== Segment start ==

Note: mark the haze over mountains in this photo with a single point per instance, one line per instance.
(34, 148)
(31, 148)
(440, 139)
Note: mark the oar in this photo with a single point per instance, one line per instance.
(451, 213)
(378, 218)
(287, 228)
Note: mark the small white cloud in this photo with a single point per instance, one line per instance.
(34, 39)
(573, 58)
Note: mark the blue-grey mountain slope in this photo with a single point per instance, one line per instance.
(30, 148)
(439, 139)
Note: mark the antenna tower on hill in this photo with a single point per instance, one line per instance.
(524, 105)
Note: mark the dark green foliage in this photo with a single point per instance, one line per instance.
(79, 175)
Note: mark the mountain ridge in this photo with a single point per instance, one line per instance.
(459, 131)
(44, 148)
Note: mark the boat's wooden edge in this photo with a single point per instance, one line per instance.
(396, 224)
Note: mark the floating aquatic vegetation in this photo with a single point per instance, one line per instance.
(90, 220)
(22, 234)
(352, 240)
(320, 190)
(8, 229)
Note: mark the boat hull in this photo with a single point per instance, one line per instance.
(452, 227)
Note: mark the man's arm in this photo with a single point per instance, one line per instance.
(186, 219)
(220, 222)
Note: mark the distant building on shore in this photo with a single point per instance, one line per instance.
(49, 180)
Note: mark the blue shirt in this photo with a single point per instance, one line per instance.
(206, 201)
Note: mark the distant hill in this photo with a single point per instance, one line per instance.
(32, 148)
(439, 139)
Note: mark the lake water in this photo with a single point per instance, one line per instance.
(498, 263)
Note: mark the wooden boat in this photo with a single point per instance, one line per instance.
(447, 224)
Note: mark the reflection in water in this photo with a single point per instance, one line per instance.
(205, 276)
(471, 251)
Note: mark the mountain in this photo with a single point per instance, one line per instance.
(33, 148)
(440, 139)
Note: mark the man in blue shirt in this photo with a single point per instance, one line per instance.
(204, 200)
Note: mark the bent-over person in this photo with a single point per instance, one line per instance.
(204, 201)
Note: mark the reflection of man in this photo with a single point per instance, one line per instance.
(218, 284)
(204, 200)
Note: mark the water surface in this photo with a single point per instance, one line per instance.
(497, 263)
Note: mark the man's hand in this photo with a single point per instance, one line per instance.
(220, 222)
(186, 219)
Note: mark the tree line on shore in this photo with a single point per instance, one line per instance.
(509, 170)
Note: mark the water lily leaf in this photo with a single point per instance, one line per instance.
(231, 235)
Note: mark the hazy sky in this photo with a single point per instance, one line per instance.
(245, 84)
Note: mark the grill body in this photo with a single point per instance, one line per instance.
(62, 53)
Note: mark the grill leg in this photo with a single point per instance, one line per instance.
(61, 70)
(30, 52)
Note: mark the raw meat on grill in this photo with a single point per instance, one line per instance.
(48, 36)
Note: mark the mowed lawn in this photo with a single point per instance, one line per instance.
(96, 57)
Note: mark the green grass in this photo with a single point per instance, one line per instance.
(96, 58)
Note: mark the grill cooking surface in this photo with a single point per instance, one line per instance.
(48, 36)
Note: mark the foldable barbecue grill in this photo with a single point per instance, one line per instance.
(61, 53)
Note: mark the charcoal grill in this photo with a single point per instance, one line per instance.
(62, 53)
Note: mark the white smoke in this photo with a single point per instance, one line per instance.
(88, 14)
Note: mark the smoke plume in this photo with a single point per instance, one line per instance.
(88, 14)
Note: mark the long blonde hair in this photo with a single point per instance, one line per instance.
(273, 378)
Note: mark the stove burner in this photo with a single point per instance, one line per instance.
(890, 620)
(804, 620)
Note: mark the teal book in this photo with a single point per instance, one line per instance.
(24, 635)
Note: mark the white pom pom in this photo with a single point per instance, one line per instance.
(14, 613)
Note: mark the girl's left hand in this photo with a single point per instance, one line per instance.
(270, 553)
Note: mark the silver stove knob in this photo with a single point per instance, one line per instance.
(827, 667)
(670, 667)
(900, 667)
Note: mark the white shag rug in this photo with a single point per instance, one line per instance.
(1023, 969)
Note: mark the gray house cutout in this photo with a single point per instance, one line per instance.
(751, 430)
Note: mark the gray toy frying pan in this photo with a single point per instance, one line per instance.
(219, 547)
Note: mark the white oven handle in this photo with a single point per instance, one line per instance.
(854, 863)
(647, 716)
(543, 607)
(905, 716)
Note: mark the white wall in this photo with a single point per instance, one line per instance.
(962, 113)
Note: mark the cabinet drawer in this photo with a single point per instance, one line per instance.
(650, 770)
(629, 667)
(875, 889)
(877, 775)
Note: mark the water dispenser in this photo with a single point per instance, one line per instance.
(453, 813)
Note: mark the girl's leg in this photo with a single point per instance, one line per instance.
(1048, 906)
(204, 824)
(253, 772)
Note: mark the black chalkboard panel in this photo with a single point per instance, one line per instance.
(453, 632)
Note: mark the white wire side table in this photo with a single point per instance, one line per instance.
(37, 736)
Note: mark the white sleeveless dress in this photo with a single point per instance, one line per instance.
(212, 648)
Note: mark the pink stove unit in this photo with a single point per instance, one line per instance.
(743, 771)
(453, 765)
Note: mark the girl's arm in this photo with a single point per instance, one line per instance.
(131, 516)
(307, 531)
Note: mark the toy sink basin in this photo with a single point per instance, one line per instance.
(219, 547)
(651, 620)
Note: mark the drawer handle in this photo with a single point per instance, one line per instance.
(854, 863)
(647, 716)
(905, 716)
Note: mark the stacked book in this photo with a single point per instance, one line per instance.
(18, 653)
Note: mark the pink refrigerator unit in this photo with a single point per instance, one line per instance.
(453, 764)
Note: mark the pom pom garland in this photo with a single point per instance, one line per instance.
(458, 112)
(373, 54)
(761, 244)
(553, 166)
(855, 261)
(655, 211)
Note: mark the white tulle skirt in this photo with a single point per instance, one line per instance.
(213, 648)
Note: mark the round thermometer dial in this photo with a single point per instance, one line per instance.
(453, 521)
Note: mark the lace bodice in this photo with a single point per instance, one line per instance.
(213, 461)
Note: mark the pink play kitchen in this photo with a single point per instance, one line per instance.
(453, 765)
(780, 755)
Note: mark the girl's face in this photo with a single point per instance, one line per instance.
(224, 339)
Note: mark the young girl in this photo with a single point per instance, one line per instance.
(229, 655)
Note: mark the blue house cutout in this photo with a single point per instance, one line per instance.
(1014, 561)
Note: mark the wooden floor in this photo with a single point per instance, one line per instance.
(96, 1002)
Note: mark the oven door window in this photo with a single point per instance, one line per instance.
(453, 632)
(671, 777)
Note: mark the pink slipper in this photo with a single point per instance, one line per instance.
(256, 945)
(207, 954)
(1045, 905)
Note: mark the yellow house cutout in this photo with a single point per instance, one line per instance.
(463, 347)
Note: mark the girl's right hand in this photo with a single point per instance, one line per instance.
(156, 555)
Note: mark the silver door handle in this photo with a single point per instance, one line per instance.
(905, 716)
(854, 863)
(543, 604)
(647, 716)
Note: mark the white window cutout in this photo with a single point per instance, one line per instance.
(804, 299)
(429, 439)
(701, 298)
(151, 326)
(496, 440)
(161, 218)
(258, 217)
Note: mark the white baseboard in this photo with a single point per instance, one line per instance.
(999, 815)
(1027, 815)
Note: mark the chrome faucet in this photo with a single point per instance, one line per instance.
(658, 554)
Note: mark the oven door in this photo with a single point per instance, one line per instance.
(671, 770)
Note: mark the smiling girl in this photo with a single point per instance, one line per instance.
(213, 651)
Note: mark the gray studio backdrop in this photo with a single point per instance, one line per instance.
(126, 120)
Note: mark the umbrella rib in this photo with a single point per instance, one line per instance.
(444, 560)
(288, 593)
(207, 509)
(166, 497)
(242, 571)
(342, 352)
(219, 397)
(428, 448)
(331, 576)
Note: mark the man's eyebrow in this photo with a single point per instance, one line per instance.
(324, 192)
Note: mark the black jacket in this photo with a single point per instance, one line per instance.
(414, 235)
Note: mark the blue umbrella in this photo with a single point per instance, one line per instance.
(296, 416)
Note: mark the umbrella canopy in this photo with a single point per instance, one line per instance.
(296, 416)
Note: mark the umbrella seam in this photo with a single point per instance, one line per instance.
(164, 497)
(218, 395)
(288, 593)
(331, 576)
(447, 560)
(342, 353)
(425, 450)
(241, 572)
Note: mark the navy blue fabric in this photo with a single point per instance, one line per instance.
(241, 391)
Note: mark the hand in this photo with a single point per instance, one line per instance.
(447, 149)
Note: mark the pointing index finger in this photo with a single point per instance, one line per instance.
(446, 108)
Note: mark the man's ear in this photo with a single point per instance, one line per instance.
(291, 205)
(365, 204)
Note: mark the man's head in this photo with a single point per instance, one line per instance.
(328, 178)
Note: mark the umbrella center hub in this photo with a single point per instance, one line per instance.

== Segment end ==

» Your instructions
Set out exactly the lines from the one bearing "Note: mark the man's head" through the end of the data, including both ends and omitting all others.

» Problem solution
Note: mark the man's head in this photo with a single point per instance, one line per instance.
(328, 178)
Note: mark the umbrella center hub in this photo with a single point per instance, one line per instance.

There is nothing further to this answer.